• _Records contained in a dataset_:
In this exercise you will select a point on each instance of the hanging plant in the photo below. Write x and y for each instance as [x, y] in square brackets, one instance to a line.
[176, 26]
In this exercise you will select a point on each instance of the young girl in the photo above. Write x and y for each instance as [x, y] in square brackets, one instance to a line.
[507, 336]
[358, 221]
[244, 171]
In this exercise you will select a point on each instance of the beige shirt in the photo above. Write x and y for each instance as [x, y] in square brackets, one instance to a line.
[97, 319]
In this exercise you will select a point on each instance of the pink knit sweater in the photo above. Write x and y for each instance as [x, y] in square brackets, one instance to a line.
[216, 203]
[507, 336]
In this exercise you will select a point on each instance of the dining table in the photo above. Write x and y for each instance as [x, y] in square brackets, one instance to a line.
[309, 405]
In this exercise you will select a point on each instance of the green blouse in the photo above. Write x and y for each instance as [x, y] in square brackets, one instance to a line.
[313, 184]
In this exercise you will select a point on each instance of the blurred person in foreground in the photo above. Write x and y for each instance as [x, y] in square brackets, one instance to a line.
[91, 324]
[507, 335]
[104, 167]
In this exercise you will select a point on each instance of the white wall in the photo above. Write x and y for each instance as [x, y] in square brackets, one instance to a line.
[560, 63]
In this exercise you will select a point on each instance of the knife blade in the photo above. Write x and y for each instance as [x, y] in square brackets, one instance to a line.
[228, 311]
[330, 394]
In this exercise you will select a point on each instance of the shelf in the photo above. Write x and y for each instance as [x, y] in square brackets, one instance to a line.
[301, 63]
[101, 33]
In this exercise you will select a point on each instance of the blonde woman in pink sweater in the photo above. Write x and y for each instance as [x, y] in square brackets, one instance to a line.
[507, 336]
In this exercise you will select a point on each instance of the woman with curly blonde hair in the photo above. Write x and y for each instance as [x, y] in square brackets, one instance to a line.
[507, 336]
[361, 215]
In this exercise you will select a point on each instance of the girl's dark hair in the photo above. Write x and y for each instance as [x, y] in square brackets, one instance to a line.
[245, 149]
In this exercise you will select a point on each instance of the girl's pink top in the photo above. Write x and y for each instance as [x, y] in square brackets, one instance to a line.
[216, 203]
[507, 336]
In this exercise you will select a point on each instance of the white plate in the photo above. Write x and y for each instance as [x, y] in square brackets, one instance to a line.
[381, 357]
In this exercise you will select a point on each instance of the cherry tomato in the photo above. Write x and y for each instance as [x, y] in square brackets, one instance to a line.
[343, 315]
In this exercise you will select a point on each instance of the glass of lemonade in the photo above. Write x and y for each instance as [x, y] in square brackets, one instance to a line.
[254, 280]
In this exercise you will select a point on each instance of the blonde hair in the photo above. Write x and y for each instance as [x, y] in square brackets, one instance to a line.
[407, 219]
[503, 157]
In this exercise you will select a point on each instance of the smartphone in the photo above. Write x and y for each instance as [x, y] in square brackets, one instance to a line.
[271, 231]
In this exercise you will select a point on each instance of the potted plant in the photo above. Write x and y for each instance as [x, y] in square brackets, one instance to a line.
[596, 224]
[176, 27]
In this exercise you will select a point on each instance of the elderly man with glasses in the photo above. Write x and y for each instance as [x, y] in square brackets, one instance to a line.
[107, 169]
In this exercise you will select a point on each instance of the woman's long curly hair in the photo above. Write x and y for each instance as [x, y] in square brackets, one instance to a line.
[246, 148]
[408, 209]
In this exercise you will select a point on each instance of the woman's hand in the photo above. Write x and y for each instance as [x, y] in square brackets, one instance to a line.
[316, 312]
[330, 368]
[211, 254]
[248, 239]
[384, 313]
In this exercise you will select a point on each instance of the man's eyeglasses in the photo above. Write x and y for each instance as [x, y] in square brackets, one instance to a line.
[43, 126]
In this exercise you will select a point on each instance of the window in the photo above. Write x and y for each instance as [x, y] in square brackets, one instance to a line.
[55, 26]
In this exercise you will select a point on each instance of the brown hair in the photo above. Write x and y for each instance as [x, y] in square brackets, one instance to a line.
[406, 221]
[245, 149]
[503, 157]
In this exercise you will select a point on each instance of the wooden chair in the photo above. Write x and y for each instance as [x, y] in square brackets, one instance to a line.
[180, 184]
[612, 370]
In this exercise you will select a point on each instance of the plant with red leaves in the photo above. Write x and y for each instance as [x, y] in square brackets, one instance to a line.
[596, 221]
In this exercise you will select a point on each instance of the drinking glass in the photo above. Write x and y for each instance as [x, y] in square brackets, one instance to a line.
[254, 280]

• _Stated exercise_:
Quote, word for word, every line starting at the one that contains "of the potted" and ending with the final line of the entries.

• _Written answer_:
In this exercise you will select a point on each instance of the potted plant in the photo above. Write x and y for each instance as [x, y] in square brackets, one instance to a line.
[596, 224]
[176, 27]
In this exercise you will select a point on each instance of the elderly man with glasses in the photo above. Write x and y for each instance as [x, y] in square brackets, one instance to a line.
[107, 169]
In this exercise you will select a point on each instance of the woman's long curly hair in the photo above. Write x and y for each instance as [x, y] in square brackets, one instance to a line.
[246, 148]
[408, 209]
In this exercise you will select a point on each instance of the woman's hand in the photo above. Write x and y for each instance as [x, y] in square brackets, one instance to a line.
[316, 312]
[330, 368]
[211, 254]
[248, 239]
[384, 313]
In this exercise you will select a point on each instance of the man's eyeglasses in the photo above. Write x and y for each instance as [x, y] in square brackets, one instance to a line.
[43, 126]
In this exercise you will select a point on each instance of the window in the photo above. Write x and y for each instance as [x, y] in square brackets, one instance to a line.
[55, 26]
In this exercise you will select a point on each instance of the brown hair in the photo above. Write x and y for each instance as [x, y] in square brackets, one instance to a line.
[406, 221]
[245, 149]
[503, 157]
In this exercise you will select a point on each instance of the wooden chair in the photo above. Write x and y for each instance as [x, y] in square brackets, one instance to a line.
[180, 184]
[612, 370]
In this exercise you will select a point on each instance of the plant with red leaves in the photo above. Write x and y for each instance as [x, y] in square brackets, one instance to a line.
[596, 221]
In this exercise you will select a point on each instance of the drinking glass in the photo above. Write x and y for each instance as [x, y] in square brackets, one instance to a line.
[254, 280]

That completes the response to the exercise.